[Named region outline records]
======
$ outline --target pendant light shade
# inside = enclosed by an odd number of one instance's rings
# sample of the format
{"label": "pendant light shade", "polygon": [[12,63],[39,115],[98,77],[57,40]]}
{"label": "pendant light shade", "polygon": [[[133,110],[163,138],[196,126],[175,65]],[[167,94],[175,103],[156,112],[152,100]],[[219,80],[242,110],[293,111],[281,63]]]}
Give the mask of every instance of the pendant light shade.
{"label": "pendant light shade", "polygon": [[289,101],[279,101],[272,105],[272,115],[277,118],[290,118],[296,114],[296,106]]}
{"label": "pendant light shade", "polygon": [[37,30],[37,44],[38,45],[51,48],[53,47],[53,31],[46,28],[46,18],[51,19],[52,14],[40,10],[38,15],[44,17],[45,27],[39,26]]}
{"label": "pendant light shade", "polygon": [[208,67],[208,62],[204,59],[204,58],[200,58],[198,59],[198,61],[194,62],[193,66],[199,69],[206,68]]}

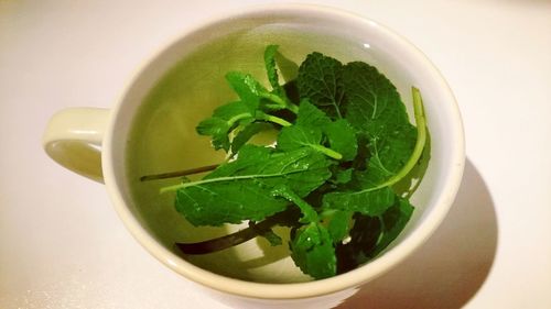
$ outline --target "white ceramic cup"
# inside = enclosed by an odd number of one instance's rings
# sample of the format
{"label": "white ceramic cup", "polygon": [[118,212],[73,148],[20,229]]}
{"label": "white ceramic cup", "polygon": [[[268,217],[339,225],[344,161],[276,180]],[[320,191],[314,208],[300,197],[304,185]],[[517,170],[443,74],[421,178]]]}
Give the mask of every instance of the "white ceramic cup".
{"label": "white ceramic cup", "polygon": [[[281,269],[274,274],[281,265],[292,268],[289,261],[287,264],[278,262],[276,267],[266,265],[259,271],[258,278],[255,278],[255,273],[251,278],[235,278],[220,275],[224,269],[207,269],[201,263],[182,258],[147,224],[136,206],[126,170],[126,147],[133,120],[144,98],[166,71],[204,44],[228,35],[236,35],[237,41],[224,55],[212,59],[220,62],[220,67],[222,63],[239,59],[240,55],[262,48],[267,43],[278,43],[283,54],[288,53],[298,62],[305,53],[318,51],[345,63],[359,59],[375,65],[397,85],[410,113],[410,89],[414,86],[421,90],[431,134],[431,159],[424,179],[412,197],[417,209],[411,221],[381,256],[357,269],[322,280],[301,282],[293,277],[293,272]],[[259,60],[261,64],[262,59]],[[245,64],[240,69],[250,65]],[[197,109],[201,107],[190,107],[188,110]],[[195,124],[190,123],[191,128]],[[328,308],[350,296],[357,287],[404,260],[431,235],[454,200],[465,161],[462,121],[453,93],[419,49],[363,16],[301,4],[255,7],[192,26],[166,46],[161,46],[156,55],[130,77],[120,100],[110,110],[74,108],[55,114],[44,134],[44,148],[63,166],[104,181],[122,222],[147,251],[185,278],[207,287],[227,304],[237,304],[238,308]],[[195,233],[192,229],[188,232]],[[244,247],[236,249],[241,260],[253,252]],[[239,265],[239,261],[236,263],[229,267]]]}

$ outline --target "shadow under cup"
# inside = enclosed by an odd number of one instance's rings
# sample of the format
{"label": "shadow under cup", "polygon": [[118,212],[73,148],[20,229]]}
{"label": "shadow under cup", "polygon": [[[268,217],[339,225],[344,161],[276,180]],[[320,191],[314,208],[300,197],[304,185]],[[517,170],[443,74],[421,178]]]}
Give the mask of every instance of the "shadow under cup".
{"label": "shadow under cup", "polygon": [[[327,285],[292,285],[287,295],[268,288],[247,290],[228,285],[231,279],[227,278],[273,284],[311,280],[288,257],[287,245],[271,247],[264,240],[255,239],[223,252],[182,257],[174,249],[175,242],[203,241],[239,227],[193,227],[176,212],[174,194],[159,194],[161,187],[179,183],[177,178],[139,180],[144,175],[224,159],[224,153],[215,152],[208,137],[197,135],[195,126],[217,106],[236,99],[225,80],[227,71],[250,73],[267,85],[263,49],[269,44],[278,44],[281,54],[296,64],[315,51],[342,63],[363,60],[376,66],[397,86],[410,115],[411,87],[418,87],[431,133],[431,161],[411,199],[414,214],[399,239],[368,265],[324,279]],[[285,74],[282,77],[289,78]],[[188,32],[137,74],[114,111],[108,132],[102,157],[105,180],[119,216],[138,241],[169,267],[196,282],[260,298],[327,294],[357,286],[387,271],[443,219],[458,187],[464,162],[455,101],[424,56],[377,23],[320,8],[246,12]],[[257,142],[270,143],[273,136],[268,132]]]}

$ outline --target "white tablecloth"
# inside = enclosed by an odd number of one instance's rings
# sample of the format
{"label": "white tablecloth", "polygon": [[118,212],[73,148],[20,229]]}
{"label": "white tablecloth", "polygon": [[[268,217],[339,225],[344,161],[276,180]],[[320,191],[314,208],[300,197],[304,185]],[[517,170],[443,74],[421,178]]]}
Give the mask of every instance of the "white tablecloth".
{"label": "white tablecloth", "polygon": [[[192,21],[259,2],[0,0],[0,308],[227,308],[149,255],[105,188],[51,161],[41,136],[56,110],[112,106]],[[467,141],[441,229],[338,308],[551,308],[551,1],[309,2],[421,48]]]}

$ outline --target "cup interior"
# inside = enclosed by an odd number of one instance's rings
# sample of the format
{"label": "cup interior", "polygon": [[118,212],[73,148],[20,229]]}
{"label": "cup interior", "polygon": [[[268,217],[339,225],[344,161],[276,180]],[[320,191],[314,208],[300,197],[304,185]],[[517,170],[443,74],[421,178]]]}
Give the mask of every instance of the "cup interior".
{"label": "cup interior", "polygon": [[[236,98],[225,81],[227,71],[241,70],[267,81],[262,55],[268,44],[280,45],[280,52],[296,64],[315,51],[342,63],[363,60],[376,66],[395,84],[410,115],[411,87],[423,95],[431,158],[411,199],[415,206],[411,221],[382,255],[356,271],[326,279],[331,284],[323,288],[307,283],[310,277],[294,266],[285,245],[271,247],[262,239],[214,254],[183,257],[174,249],[175,242],[202,241],[239,227],[193,227],[176,212],[174,195],[159,194],[160,187],[177,179],[139,180],[144,175],[224,159],[207,137],[195,133],[195,126],[214,108]],[[197,25],[141,68],[115,109],[110,125],[102,158],[106,184],[122,221],[138,241],[194,280],[256,297],[298,297],[323,289],[328,293],[381,274],[419,246],[443,219],[457,190],[464,161],[454,98],[430,62],[376,22],[317,7],[253,9]],[[258,142],[269,143],[273,135],[267,133]],[[248,290],[242,283],[278,285],[272,290]],[[281,285],[298,283],[304,288],[285,290]],[[310,288],[305,286],[309,284]]]}

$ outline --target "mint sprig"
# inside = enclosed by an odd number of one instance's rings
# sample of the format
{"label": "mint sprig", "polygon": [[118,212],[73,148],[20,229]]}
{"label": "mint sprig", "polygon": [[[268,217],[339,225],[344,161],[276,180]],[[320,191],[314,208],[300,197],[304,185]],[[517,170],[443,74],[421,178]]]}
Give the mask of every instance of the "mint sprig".
{"label": "mint sprig", "polygon": [[[377,68],[314,52],[295,79],[280,84],[278,58],[289,67],[278,46],[268,46],[270,88],[249,74],[228,73],[236,100],[197,125],[230,159],[201,180],[161,191],[175,192],[176,210],[194,225],[249,221],[235,234],[177,244],[184,253],[214,252],[255,236],[278,245],[272,228],[284,225],[291,229],[294,263],[326,278],[380,254],[411,218],[413,206],[404,197],[411,192],[396,186],[408,184],[426,155],[422,99],[412,88],[415,128],[396,87]],[[273,129],[274,146],[249,144]]]}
======
Problem requirements:
Please extract each line of the rows that contains the string "target".

Expected output:
$ outline --target pendant light shade
$ outline --target "white ceramic cup"
$ outline --target "shadow under cup"
$ outline --target "white tablecloth"
$ outline --target "cup interior"
$ outline --target "mint sprig"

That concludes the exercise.